#### OBJECTIVE A
Extract each line in the rows below that contains the string "mast".

The paper isn't explicit about whether sink should be per-segment, but if
the production FMHA was designed for D5c merge and it's being bypassed,
that's an unfinished integration, not necessarily a bug.
**Action:** confirm against the kernel's actual handling. Print the
sink_bias usage in `dsv4_attention` for one layer. If sink merge is
needed for CSA correctness at long context, that's a real wiring gap.
## D7 — mHC residual growth (|X|→500700 at L60) was flagged but not understood
Your perf audit notes (line 88): "Residual |X| grows to 500700 at L60
— mHC bounds it but residual is high."
Paper §2.2 designed mHC specifically to **bound** the residual via the
doubly-stochastic B matrix (spectral norm ≤ 1). The growth from |X|=1 at
L0 to |X|=700 at L60 suggests B isn't actually norm-bounded at runtime,
or A·C are amplifying.
This is the **same** issue I flagged in the v14 docs and it's still open.
Not a perf bug, but it's an architecture-fidelity bug, and it's the
**single most likely cause of decode degradation past step 10** (the
"...the" repetition loop noted in your audit). Compounded across decode
steps, a slightly-not-bounded residual becomes a numerically saturated
residual, which makes the final logits less informative.
**Action.** Print Sinkhorn-Knopp B's row/col sums per layer for one
forward pass. They should be `1.0 ± 1e-6` if Sinkhorn converged. If
they're e.g. `1.021.05`, t_max=20 isn't converging at this scale; bump
it or check the dynamic-parameter generation. The single_shot does
`sinkhorn_iters=20` (`:937`) which matches the paper, so the issue is
likely upstream: either A or C is producing values outside [0, 1] or
[0, 2], or the dynamic parameter generation has FP32 noise that breaks
doubly-stochastic.
---
# PART 2 — MEMORY AT 1M CONTEXT
This is the part that should be terrifying. The single_shot was sized for
50 tokens; the model targets 1M. Below is what each KV-cache structure
costs at the four interesting scales, with all numbers worked out, not
estimated.
## Per-layer KV cache sizes — read off the code
Layer setup:
- **CSA layer** (compressor ratio=4): main compressed at `hd=512` BF16,
indexer keys at `n_ih * ihd = 64 * 128 = 8192` BF16, SWA at `ws=128 × hd`
- **HCA layer** (compressor ratio=128): main compressed at `hd=512` BF16,
no indexer, SWA at `ws=128 × hd`
- **SWA-only layer** (first 2 layers of Flash, or HCA per-layer-2 of Pro):
SWA only
Layer counts per V4-Pro: 61 total, alternating CSA/HCA after layer 1. So
roughly **30 CSA + 30 HCA + 1 SWA-only** (paper §4.2.1).

#### RECORDS SHOWN
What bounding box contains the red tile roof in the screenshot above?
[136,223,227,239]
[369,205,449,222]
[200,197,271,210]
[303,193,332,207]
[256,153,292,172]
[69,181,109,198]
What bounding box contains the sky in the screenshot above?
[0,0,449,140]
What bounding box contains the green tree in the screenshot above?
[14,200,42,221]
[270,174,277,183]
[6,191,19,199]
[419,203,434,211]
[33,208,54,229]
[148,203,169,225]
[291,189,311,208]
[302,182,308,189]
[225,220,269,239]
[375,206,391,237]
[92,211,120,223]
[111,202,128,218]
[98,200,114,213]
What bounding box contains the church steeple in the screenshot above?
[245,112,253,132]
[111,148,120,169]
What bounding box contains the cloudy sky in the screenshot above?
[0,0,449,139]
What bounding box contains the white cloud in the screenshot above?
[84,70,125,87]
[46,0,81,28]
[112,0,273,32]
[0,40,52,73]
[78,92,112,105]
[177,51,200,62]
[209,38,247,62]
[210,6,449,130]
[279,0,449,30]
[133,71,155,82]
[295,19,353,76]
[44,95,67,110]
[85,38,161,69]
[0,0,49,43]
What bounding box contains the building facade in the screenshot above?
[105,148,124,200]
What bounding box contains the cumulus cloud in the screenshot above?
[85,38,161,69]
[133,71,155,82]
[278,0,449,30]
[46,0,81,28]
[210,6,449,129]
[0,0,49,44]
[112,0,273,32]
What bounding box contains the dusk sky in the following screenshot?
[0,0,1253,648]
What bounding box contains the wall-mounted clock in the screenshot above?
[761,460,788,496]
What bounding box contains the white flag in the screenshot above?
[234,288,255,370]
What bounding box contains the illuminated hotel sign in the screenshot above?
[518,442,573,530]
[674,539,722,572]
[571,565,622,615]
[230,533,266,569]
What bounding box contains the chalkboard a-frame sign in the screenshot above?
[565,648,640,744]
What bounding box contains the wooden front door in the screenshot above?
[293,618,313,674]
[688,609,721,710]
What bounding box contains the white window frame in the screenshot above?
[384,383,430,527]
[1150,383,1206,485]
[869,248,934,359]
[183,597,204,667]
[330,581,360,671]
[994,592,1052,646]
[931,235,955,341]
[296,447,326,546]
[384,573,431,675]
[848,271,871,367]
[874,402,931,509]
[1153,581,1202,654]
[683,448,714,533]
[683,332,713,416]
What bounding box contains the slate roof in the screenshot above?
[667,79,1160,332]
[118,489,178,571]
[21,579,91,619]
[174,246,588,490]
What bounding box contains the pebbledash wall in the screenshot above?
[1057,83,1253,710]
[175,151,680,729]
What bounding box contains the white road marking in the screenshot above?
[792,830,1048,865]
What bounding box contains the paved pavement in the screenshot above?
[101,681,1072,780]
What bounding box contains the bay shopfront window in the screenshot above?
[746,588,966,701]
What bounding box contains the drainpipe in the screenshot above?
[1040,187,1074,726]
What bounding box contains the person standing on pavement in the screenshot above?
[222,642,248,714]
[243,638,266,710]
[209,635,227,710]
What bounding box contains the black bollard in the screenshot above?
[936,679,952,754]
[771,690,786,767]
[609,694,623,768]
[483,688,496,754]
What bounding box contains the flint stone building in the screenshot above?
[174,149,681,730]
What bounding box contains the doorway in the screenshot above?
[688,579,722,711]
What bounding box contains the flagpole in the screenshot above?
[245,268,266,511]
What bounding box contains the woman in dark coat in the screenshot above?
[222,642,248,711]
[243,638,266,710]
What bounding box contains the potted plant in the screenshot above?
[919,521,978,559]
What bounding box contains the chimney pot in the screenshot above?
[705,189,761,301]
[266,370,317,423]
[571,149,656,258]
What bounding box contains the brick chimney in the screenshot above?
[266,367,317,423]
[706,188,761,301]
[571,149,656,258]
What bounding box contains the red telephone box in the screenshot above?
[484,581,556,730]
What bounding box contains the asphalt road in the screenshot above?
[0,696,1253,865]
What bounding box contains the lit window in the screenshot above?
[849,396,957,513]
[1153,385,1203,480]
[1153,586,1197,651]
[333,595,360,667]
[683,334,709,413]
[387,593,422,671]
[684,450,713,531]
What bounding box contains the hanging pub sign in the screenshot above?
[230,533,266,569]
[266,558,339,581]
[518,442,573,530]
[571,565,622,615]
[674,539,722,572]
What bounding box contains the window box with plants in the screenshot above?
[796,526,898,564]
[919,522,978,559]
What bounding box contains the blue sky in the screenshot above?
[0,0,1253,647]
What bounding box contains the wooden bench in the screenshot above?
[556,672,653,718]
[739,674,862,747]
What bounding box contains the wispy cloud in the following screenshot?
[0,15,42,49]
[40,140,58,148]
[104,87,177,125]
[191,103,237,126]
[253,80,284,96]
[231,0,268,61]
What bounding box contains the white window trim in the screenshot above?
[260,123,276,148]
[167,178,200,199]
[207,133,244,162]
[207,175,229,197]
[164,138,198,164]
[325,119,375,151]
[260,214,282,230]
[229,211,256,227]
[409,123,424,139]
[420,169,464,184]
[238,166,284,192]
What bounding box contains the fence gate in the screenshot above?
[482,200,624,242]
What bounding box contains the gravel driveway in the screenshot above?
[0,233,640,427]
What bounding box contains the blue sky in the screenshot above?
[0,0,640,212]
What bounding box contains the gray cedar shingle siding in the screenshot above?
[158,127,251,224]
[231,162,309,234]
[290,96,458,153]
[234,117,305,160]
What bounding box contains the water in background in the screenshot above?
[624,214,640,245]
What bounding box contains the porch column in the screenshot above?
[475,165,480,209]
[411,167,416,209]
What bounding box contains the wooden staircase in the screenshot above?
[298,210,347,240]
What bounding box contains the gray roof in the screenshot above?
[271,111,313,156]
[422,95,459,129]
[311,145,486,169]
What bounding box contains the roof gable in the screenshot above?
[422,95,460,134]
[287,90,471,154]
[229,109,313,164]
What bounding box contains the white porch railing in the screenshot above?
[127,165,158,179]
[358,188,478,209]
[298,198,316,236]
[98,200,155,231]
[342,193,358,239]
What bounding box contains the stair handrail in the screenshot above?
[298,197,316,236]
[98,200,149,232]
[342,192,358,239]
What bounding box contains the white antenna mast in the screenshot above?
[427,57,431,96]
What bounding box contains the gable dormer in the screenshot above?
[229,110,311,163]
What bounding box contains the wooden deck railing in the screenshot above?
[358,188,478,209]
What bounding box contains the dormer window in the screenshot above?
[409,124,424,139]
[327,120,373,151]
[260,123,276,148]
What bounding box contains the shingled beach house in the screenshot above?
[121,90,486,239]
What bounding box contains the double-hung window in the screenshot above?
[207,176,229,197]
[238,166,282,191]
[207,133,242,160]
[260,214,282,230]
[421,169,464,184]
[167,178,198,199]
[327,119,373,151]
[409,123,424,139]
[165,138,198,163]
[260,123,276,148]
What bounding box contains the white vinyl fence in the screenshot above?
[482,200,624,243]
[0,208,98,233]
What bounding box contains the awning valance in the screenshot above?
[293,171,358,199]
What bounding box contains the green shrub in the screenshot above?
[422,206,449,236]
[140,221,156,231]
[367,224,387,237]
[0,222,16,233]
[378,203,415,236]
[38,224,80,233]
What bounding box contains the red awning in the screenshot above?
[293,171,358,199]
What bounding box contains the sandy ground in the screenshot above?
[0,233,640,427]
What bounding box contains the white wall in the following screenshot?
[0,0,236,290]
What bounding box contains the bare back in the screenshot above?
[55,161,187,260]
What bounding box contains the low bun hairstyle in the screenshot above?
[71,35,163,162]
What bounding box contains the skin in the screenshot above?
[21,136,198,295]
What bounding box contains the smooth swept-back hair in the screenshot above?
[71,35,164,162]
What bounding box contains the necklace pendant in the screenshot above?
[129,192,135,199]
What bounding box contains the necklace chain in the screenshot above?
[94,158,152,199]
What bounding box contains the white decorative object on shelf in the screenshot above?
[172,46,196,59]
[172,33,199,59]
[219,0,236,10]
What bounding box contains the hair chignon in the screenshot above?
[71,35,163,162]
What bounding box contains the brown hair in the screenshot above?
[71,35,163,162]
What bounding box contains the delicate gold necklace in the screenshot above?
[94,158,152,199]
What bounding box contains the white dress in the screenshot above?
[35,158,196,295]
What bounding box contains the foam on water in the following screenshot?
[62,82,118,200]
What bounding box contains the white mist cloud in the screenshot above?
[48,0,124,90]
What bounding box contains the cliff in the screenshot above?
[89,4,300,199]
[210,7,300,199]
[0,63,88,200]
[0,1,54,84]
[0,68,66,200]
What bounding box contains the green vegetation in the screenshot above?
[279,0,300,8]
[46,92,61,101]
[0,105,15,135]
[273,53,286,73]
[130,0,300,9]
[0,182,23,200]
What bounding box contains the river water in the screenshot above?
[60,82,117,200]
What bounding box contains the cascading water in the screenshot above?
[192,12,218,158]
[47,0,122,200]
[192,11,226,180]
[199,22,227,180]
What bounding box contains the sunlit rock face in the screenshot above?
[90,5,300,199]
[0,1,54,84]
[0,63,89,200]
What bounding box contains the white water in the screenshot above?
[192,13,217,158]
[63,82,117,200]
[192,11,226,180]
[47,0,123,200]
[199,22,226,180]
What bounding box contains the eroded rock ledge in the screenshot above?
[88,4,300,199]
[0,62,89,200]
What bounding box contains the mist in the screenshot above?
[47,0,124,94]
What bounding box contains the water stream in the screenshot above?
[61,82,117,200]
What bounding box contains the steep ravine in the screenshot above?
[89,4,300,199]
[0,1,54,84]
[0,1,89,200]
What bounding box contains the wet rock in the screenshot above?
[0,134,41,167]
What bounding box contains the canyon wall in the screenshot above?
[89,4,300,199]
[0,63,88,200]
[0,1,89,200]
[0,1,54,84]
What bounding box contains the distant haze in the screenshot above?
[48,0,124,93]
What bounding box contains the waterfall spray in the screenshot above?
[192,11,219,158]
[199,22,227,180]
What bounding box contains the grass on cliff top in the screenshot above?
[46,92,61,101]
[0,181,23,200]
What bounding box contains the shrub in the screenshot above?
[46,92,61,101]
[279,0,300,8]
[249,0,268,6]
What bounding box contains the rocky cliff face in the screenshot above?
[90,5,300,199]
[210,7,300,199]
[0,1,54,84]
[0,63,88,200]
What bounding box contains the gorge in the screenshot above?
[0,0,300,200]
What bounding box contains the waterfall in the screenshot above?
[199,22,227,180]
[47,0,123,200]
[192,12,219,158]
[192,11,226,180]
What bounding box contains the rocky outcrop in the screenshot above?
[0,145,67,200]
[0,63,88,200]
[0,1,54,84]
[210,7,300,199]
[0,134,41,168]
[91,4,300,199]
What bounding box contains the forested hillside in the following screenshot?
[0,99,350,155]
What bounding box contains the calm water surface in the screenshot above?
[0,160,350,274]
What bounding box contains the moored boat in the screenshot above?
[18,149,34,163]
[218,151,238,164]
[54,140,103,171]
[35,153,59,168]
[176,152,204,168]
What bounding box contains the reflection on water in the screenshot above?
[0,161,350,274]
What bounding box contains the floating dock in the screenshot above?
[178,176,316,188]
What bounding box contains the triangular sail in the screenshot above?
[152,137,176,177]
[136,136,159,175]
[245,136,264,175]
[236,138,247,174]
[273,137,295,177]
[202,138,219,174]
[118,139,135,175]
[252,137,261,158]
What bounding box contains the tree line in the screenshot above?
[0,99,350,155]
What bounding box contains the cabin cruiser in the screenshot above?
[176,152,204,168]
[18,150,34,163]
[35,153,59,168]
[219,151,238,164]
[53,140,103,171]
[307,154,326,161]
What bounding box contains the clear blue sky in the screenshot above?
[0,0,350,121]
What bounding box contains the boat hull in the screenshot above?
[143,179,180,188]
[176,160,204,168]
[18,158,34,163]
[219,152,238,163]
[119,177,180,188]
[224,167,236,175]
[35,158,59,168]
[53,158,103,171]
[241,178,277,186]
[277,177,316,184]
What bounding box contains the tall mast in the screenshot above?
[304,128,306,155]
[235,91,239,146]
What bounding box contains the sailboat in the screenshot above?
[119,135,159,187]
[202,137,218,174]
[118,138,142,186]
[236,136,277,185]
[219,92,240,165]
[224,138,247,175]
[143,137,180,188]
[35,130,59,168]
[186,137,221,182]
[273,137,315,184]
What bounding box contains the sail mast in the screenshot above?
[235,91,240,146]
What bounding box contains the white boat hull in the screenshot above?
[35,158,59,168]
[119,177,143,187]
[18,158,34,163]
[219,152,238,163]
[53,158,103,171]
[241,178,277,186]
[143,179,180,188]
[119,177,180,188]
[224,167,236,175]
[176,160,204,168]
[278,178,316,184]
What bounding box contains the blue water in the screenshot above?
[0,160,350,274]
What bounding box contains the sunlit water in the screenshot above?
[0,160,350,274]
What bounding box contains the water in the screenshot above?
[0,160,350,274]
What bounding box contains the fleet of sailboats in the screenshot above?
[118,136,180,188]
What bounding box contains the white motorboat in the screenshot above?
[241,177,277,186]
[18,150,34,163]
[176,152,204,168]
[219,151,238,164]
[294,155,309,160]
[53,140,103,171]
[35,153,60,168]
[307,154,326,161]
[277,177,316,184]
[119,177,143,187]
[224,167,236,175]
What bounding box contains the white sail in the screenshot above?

#### OBJECTIVE B
Write out the model-audit notes above, word for word, from "The paper isn't" to "A·C are amplifying.".

#### TASK SOLUTION A
What bounding box contains the white antenna mast in the screenshot above?
What bounding box contains the tall mast in the screenshot above?
What bounding box contains the sail mast in the screenshot above?

#### TASK SOLUTION B
The paper isn't explicit about whether sink should be per-segment, but if
the production FMHA was designed for D5c merge and it's being bypassed,
that's an unfinished integration, not necessarily a bug.
**Action:** confirm against the kernel's actual handling. Print the
sink_bias usage in `dsv4_attention` for one layer. If sink merge is
needed for CSA correctness at long context, that's a real wiring gap.
## D7 — mHC residual growth (|X|→500700 at L60) was flagged but not understood
Your perf audit notes (line 88): "Residual |X| grows to 500700 at L60
— mHC bounds it but residual is high."
Paper §2.2 designed mHC specifically to **bound** the residual via the
doubly-stochastic B matrix (spectral norm ≤ 1). The growth from |X|=1 at
L0 to |X|=700 at L60 suggests B isn't actually norm-bounded at runtime,
or A·C are amplifying.